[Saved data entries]

##########

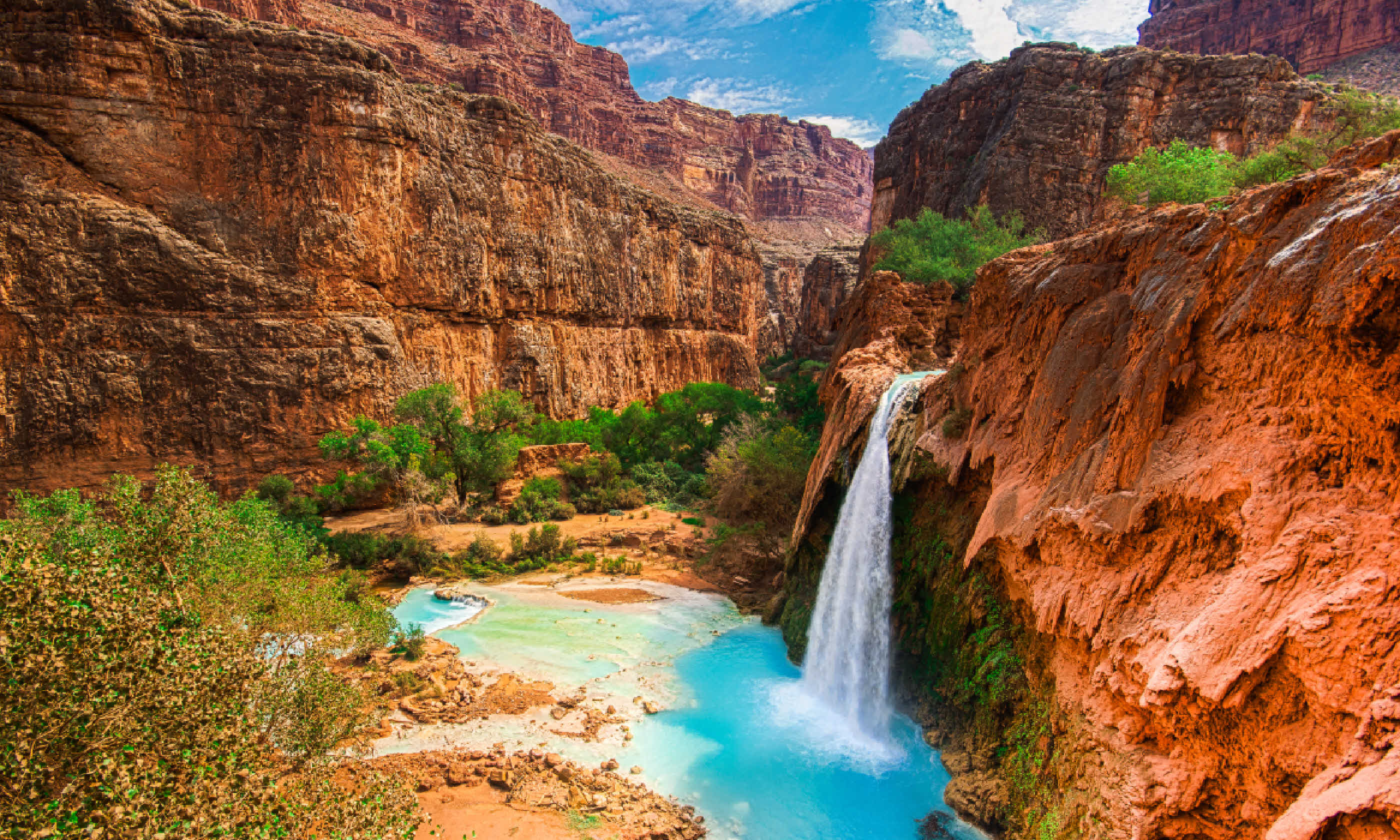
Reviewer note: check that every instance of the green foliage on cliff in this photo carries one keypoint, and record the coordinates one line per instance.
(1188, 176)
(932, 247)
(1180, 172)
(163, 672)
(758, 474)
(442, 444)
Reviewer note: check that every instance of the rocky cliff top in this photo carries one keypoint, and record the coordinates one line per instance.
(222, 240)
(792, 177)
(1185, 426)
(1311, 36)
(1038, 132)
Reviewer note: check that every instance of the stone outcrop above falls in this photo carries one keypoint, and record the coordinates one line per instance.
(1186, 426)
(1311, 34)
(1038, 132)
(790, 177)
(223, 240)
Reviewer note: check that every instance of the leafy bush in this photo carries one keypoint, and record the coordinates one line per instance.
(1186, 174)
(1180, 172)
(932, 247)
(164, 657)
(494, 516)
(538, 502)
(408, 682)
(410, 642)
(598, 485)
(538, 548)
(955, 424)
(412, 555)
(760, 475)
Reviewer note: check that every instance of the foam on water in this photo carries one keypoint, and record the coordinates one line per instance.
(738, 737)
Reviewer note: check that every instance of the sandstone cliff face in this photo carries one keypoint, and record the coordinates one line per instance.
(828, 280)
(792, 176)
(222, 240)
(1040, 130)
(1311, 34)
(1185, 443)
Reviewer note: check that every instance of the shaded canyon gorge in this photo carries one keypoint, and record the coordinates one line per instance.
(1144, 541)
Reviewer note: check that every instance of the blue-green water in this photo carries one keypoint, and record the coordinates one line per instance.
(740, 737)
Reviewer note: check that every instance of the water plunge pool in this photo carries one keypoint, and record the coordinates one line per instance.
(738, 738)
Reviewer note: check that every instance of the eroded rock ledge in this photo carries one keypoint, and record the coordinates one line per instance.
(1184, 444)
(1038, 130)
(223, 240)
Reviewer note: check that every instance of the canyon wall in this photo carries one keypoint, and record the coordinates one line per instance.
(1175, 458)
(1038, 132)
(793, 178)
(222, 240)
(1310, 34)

##########

*GIVEN PROBLEM*: Turn every line of the rows above into a JSON list of strings, one string per line, skipping blank lines and leaving out the pictures.

*RESPONSE BELOW*:
[
  "Reviewer note: check that every instance of the green foliage on cliff in this photo carries one keypoint, and record the coordinates one line per instance.",
  "(1188, 176)",
  "(932, 247)",
  "(1180, 172)",
  "(163, 672)",
  "(758, 474)",
  "(442, 444)",
  "Reviewer note: check that every instance of the rocky cliff top in this photo carries one keypoint, and record the coordinates one line per instance.",
  "(222, 240)",
  "(792, 177)",
  "(1185, 426)",
  "(1311, 36)",
  "(1038, 132)",
  "Reviewer note: check that every instance of the stone outcrop above falls in this photo carries one keypoint, and record the coordinates one line per instance.",
  "(1186, 426)",
  "(1311, 34)",
  "(1038, 132)",
  "(790, 177)",
  "(223, 240)",
  "Reviewer note: check that every instance of the leafy bush in this photo carries one keypoint, and record the coordinates one line per instance.",
  "(1186, 174)",
  "(1180, 172)",
  "(932, 247)",
  "(164, 657)",
  "(494, 516)",
  "(538, 502)",
  "(408, 682)",
  "(410, 642)",
  "(598, 485)",
  "(538, 548)",
  "(955, 424)",
  "(412, 555)",
  "(760, 475)",
  "Reviewer note: check that every instance of the foam on water in this photo carries one keypoint, and record the coordinates one line per instance.",
  "(738, 737)",
  "Reviewer note: check that every instance of the sandstone cliff face in this photo carries one keypoint, and record the coordinates one line per instance.",
  "(828, 280)",
  "(792, 176)",
  "(222, 240)",
  "(1040, 130)",
  "(1311, 34)",
  "(1185, 443)",
  "Reviewer note: check that every instance of the shaded canyon gorge in this photo carries one keypoint, and record the coordinates one line per instance.",
  "(1144, 541)",
  "Reviewer note: check that every instance of the blue-green water in this photo carries one keypoint, and record the coordinates one line per instance.",
  "(740, 737)",
  "Reviewer note: check that every instance of the water plunge pool in this photo carries one keypoint, and record the coordinates one line per instance.",
  "(738, 738)",
  "Reviewer note: check that every instance of the eroded rock ledge in this photo carries one keypoint, and record the coordinates one line per instance.",
  "(1184, 444)",
  "(1038, 130)",
  "(223, 240)",
  "Reviewer note: check that every instance of the canyon wall in this photo carries one keypoint, and record the coordinates one line per instance.",
  "(1175, 458)",
  "(1038, 132)",
  "(793, 178)",
  "(222, 240)",
  "(1310, 34)"
]